[START OF Document extract]

What is most immediately striking about the exhibition is the sensual appeal of Ka Yeung’s carbon pigmented prints. Misty images emerging from a mysterious, high contrast light. Shadows stain the canvas ink-black. Bright spots in the sky seem to wash the image down to the photo paper. Some pieces, such are “Hong Kong British Colony,” demonstrate a masterful command of exposure: a building in the foreground catching an even tone of light on its wall, the cityscape in the rear sparkling and flashing. While his subject is the Yangtze River, a body of water that holds mythic and historic meaning to the Chinese (similar to Germany’s Rhine), Ka Yeung is able to vary the specific subjects of his individual images, which adds life and depth to this collection as a whole. People emerge in crowds, in apartment buildings, and framed by shops, as well as close up, as in “Yangtze Boatmen,” dominating the frame. Each image is fascinating, but in the context of Ka Yeung’s Yangtze project they take on an almost mystic quality, resonating with an a Buddhist sensibility – men, mountains, rivers, cities all at play in the same mystery of being.

[END OF Document extract]
[START OF Provided records]

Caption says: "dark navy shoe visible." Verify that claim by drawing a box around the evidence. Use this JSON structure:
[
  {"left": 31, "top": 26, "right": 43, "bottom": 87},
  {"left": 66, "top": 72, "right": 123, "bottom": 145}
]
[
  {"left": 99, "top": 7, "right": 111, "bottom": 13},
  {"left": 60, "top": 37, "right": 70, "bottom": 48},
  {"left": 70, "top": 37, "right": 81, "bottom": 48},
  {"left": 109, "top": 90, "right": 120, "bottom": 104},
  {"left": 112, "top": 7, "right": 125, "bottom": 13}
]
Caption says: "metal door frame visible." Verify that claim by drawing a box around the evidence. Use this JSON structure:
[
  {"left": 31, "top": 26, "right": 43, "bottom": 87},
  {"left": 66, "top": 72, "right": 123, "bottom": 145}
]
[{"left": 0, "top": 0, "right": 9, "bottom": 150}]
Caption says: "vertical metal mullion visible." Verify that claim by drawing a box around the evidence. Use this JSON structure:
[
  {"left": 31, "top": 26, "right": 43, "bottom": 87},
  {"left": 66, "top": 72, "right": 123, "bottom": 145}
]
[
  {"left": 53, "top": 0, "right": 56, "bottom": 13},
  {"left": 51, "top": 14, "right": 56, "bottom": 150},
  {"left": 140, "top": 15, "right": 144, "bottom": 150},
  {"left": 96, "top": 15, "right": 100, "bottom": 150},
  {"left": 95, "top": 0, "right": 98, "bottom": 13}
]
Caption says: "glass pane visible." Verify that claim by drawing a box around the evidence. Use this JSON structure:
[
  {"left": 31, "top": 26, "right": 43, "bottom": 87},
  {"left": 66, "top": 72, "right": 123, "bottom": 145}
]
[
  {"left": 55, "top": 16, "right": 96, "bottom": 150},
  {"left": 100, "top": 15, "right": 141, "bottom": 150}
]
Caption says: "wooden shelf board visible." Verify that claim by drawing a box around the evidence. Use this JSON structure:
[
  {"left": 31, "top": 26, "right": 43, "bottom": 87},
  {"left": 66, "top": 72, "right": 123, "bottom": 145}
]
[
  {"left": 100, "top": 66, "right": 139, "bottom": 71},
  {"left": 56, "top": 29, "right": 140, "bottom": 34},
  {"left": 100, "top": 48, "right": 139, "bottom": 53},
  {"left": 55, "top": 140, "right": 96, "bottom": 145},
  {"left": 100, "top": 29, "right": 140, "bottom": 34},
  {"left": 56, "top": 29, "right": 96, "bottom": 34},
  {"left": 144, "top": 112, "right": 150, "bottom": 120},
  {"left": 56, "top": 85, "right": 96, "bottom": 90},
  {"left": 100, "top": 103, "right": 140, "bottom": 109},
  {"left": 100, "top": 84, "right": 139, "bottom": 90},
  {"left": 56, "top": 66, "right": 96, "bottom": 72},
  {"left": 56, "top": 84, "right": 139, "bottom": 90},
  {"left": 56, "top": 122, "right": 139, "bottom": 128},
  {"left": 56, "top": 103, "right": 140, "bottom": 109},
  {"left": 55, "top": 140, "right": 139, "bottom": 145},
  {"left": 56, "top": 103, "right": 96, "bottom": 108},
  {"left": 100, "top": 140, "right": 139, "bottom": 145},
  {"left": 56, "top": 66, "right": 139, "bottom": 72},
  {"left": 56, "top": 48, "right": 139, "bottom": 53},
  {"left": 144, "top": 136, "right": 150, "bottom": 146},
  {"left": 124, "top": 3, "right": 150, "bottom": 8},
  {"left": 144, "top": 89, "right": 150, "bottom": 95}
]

[END OF Provided records]

▶ _Problems to solve_
**A.** The exhibition review's last sentence names several things as "all at play in the same mystery of being." List every one of them.
**B.** Carry the exhibition review on past its final sentence, picking up after "the same mystery of being."

▶ _Task-by-task outputs_
**A.** men, mountains, rivers, cities

**B.**
"Long River"

Most of the photographs in the show are square-shaped, hung in frames, but a few of the images in the show are printed on long paper scrolls, which are rolled out and hung on the walls of this new gallery in the Crow Collection, LinkAsia, which promises to be dedicated to new work from across the continent. Here Ka Yeung’s work takes on a different dimension, calling to mind the art of writing and character making. Ka Yeung’s images assert themselves as historic text, mythic story. It is a self-referential moment, one that puts the photographer in the role of story teller, preserving in his art the ebb and flow of a relationship between the natural and manmade.

Main Photo: “Hong Kong British Colony,” by Ka Yeung (Image courtesy of the Crow Collection of Asian Art)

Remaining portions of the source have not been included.